Given problem
Return the records, each one exactly as written.

Entries for bounding box labeling:
..............................

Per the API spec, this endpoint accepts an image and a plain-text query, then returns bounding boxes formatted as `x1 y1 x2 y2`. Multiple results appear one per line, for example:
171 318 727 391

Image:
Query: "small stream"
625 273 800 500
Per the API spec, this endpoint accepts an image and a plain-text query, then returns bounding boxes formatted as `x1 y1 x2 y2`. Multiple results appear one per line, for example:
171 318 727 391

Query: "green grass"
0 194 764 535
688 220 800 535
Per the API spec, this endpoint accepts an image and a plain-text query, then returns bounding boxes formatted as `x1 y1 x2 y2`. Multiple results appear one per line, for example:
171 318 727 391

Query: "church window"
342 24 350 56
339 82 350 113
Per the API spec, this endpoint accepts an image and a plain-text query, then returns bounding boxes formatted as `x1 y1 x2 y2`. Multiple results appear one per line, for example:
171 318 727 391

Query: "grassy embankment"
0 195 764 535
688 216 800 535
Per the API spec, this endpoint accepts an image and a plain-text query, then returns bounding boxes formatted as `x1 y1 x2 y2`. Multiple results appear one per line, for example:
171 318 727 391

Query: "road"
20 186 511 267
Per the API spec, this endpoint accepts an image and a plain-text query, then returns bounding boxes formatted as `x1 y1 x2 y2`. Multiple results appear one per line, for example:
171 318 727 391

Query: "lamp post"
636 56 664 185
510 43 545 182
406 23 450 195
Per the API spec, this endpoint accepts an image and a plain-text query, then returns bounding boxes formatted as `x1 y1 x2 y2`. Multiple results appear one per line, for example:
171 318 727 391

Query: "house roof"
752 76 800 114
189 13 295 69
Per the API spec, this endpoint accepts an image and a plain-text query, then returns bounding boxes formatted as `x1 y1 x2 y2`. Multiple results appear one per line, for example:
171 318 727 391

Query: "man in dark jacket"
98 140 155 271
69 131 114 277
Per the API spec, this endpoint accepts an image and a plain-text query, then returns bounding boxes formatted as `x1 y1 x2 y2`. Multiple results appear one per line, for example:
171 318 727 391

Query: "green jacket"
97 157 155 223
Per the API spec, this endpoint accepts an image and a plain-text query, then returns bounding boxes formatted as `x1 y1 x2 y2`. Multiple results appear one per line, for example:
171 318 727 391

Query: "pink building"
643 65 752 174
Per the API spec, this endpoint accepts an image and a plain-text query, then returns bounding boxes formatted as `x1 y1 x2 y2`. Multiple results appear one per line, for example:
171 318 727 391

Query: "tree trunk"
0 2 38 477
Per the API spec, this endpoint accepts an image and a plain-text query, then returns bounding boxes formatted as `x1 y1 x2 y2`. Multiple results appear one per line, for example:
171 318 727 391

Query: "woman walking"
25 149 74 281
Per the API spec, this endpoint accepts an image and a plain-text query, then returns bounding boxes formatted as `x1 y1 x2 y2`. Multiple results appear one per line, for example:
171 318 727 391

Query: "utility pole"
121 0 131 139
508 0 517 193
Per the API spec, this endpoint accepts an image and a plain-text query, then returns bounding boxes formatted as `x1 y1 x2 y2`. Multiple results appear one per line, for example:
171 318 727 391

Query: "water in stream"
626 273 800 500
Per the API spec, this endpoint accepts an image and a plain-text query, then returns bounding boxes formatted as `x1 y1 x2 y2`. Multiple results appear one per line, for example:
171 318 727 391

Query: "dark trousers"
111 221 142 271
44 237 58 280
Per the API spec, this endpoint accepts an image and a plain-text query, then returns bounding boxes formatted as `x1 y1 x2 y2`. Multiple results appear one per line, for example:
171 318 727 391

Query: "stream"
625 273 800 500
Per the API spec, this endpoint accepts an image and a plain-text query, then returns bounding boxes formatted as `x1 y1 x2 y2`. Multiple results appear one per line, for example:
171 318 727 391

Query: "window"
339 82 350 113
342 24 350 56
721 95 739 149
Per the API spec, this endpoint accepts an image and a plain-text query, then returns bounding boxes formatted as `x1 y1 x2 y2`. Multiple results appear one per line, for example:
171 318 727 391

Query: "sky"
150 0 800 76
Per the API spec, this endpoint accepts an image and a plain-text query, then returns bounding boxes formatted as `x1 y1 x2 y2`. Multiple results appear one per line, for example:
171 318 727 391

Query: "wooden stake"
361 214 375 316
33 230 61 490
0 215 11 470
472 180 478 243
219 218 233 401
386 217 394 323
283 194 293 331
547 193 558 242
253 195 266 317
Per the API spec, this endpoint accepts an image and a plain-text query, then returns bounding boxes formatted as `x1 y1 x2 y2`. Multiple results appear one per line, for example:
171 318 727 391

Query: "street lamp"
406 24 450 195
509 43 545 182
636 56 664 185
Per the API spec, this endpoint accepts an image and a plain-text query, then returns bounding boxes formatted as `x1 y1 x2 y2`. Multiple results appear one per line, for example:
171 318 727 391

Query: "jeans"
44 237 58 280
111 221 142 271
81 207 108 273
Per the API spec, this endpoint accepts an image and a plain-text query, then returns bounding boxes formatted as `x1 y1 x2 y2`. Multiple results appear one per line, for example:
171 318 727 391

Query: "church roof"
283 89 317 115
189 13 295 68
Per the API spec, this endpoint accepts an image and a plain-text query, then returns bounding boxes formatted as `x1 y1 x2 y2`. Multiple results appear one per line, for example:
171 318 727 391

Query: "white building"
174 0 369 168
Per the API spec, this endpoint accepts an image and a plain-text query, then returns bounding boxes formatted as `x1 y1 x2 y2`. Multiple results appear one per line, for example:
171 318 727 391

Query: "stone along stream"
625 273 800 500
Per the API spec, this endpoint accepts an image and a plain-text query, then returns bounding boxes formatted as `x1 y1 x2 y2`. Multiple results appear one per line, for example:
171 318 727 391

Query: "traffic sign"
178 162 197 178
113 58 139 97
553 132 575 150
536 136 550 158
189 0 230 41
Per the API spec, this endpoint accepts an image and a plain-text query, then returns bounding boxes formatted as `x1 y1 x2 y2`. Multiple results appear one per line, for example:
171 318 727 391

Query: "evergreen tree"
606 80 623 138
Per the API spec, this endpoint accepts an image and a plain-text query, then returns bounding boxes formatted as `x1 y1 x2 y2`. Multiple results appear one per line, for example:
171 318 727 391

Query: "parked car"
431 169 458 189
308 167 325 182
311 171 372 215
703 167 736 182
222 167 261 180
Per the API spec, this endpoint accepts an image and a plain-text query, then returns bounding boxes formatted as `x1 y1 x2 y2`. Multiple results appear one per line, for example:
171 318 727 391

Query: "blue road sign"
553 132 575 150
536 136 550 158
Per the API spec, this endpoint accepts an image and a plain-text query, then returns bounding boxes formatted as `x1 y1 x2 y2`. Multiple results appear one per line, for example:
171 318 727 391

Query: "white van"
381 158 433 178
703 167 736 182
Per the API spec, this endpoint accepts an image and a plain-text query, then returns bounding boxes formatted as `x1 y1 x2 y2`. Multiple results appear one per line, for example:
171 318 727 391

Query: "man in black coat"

..............................

Exercise answer
Per the API spec, this endpoint accepts an image and a plain-text query, then returns bounding boxes formatted as `x1 y1 x2 y2`. Multiple results appear one per line, for example:
171 318 727 391

Image:
Query: "small stream"
625 273 800 500
Per the API spec, this endpoint accepts an image and a plain-text query, then returns bounding boxes formatted as `x1 y1 x2 y2`. Multiple results appear one per line, for example:
171 318 727 391

Query: "green grass"
0 194 764 535
688 220 800 535
Per the API spec, this endpoint accepts an image and a plain-text query, then returns bounding boxes formatted as `x1 y1 x2 y2`. Multiple results appear one per line, for example:
171 318 727 391

Query: "church window"
342 24 350 56
339 82 350 113
Per the API spec, this endpoint accepts an image and a plain-text query, then returns bounding boxes formatted as `x1 y1 x2 y2`. Multiple results appear one per line, for example:
171 318 727 391

Query: "grassy embankment"
0 195 764 535
688 216 800 535
Per the API spec, this endpoint accepts an image and a plain-text query, then returns bounding boxes formatted as `x1 y1 x2 y2`. Multiple results appear one per line, for example:
171 318 727 391

Query: "road"
20 186 511 267
Per the API spec, this endpoint accepts an image and a plain-text query, then returns bounding boxes formatted as `x1 y1 x2 y2`. Multiple results appear one per line, for example:
171 318 727 391

Query: "lamp post"
636 56 664 185
510 43 545 182
406 23 450 195
Per the API spec, this endpoint accepts an image and a plain-text query, then returns bounding boxes formatted as `x1 y1 x2 y2`. Multiple results appear one per line, for example:
171 318 727 391

Query: "house roof"
752 76 800 114
189 13 295 69
Per the API spec, this endpoint accepts an image and a plain-text query, then returns bounding boxes formatted as `x1 y1 x2 y2`. Multiple results appear one per line, for example:
171 318 727 391

Query: "man in dark jacket"
98 140 155 271
69 131 114 277
Per the API spec, this endpoint accepts an image and a plain-text query, then returns bounding boxes formatted as `x1 y1 x2 y2`. Multiple results appear one per line, for example:
171 318 727 391

Query: "green jacket"
97 157 155 223
Per the API spec, this endpoint accepts an image and a plain-text query, then returns bounding boxes formatted as `x1 y1 x2 y2`. Multiple results appear one per line, for example:
171 318 727 391

Query: "pink building"
643 65 752 174
Per the API spec, this endpoint accepts an image and a plain-text query, then returns bounding boxes formatted as `x1 y1 x2 y2`. Multiple results appear one per line, for example:
171 318 727 391

Query: "tree trunk"
0 2 38 477
Per the API spec, this endpoint accepts an image and a plain-text query, then returns bounding boxes formatted as `x1 y1 x2 y2`. Multiple results appear one per line, for example:
171 318 727 391

Query: "woman walking"
25 149 74 281
Per the API spec, this endpoint accepts an image and a plain-text query, then returns bounding boxes formatted as `x1 y1 x2 y2`. Multiple results appear one per line, for example:
171 318 727 391

Query: "utility pole"
121 0 131 139
508 0 517 193
Per the API spec, this endpoint accepts an image and a plain-text query, then returns bounding boxes formatted as `x1 y1 x2 y2`. Multiple results appear one per line, for example:
171 318 727 391

Query: "water in stream"
626 273 800 500
Per the API spec, this endpoint accepts an image and a plain-text query, then returns bounding boxes formatted as `x1 y1 x2 y2`. Multiple results appear one per line, for example:
171 318 727 391

Query: "dark trousers"
111 221 142 271
44 237 58 280
Per the API spec, this endpoint accepts an image and a plain-text query, then returns bounding boxes formatted as `x1 y1 x2 y2`. Multiple results appear one per line, for example:
171 318 727 391

Query: "stream"
625 273 800 500
Per the API spec, this endpoint accepts an image and a plain-text query, then returns bounding boxes formatted as `x1 y1 x2 y2`. Multiple results appear one per line, for example:
171 318 727 391

Query: "window"
339 82 350 113
342 24 350 56
721 95 739 149
Per the API spec, this endpoint accepts an image and a plain-text query, then returns bounding boxes formatted as `x1 y1 x2 y2`. Multiple results appear one per line, for example:
171 318 727 391

Query: "sky"
150 0 800 76
Per the API spec, this endpoint accepts an image and a plain-text query, then returns bounding boxes formatted as `x1 y1 x2 y2`. Multiple results appear one per line, for example:
171 318 727 391

Query: "wooden stake"
361 214 375 316
33 230 61 490
0 215 11 470
472 180 478 243
219 218 233 401
386 217 394 323
283 194 293 331
547 193 558 242
253 195 266 317
Per the API spec, this endpoint accepts an image and a plain-text query, then returns bounding boxes formatted as `x1 y1 x2 y2`. Multiple results appear one per line, for example:
171 318 727 391

Query: "street lamp"
406 24 450 195
509 43 545 182
636 56 664 185
Per the API spec, this endpoint accepts an image and a plain-text query, then returns bounding boxes formatted as `x1 y1 x2 y2`. Multiple results appear one per line, for example:
171 318 727 391

Query: "jeans"
44 237 58 280
111 221 142 271
81 207 108 273
Per the API spec, this endpoint accepts an image and a plain-text query, then returns bounding boxes formatted as `x1 y1 x2 y2`. Multiple results appear one per line, for example:
171 318 727 391

Query: "church roof"
283 89 317 115
189 13 295 68
Per the API spec, this endpoint accepts an image and a plain-text query, then returns bounding boxes formatted as `x1 y1 x2 y2`. Multiple results appear one per line, for example:
171 318 727 391

Query: "white building"
174 0 369 168
Per the API spec, this endpoint accepts an image and a plain-text query, then returns bounding boxes formatted as `x1 y1 x2 y2`. Multiple results appear one per line, for example:
171 318 727 391

Query: "stone along stream"
625 273 800 500
Per the API spec, this endpoint accepts an image and a plain-text query, then returns bounding boxes formatted as `x1 y1 x2 y2`. Multiple results appear one per line, for example:
171 318 727 391

Query: "traffic sign"
178 162 197 178
113 58 139 97
553 132 575 150
536 136 550 158
189 0 230 41
Per the API spec, this endpoint accepts an image and a plain-text query, then returns bounding boxes formatted as `x1 y1 x2 y2`. Multiple results appear one per line, for example:
171 318 727 391

Query: "evergreen tree"
606 80 623 138
Per the API spec, this endpoint accepts an image and a plain-text query, then returns bounding boxes formatted as `x1 y1 x2 y2`. Multiple results appear one per line, for example:
171 318 727 391

Query: "parked car"
431 169 458 189
308 167 325 182
311 171 372 215
703 167 736 182
222 167 261 180
Per the API spec, this endpoint accepts an image and a plain-text query, then returns bounding boxes formatted as `x1 y1 x2 y2`. Multiple results appear one per line, for example:
171 318 727 391

Query: "blue road sign"
553 132 575 150
536 136 550 158
Per the API spec, this endpoint accepts an image and a plain-text query, then returns bounding boxes formatted as `x1 y1 x2 y2`. Multiple results appear one per line, for example:
171 318 727 391

Query: "white van"
381 158 433 178
703 167 736 182
Per the API spec, this endpoint accepts an image and a plain-text query, then returns bounding boxes formatted as `x1 y1 x2 y2`. Multiple results appear one per line, for example:
171 318 727 391

Query: "man in black coat"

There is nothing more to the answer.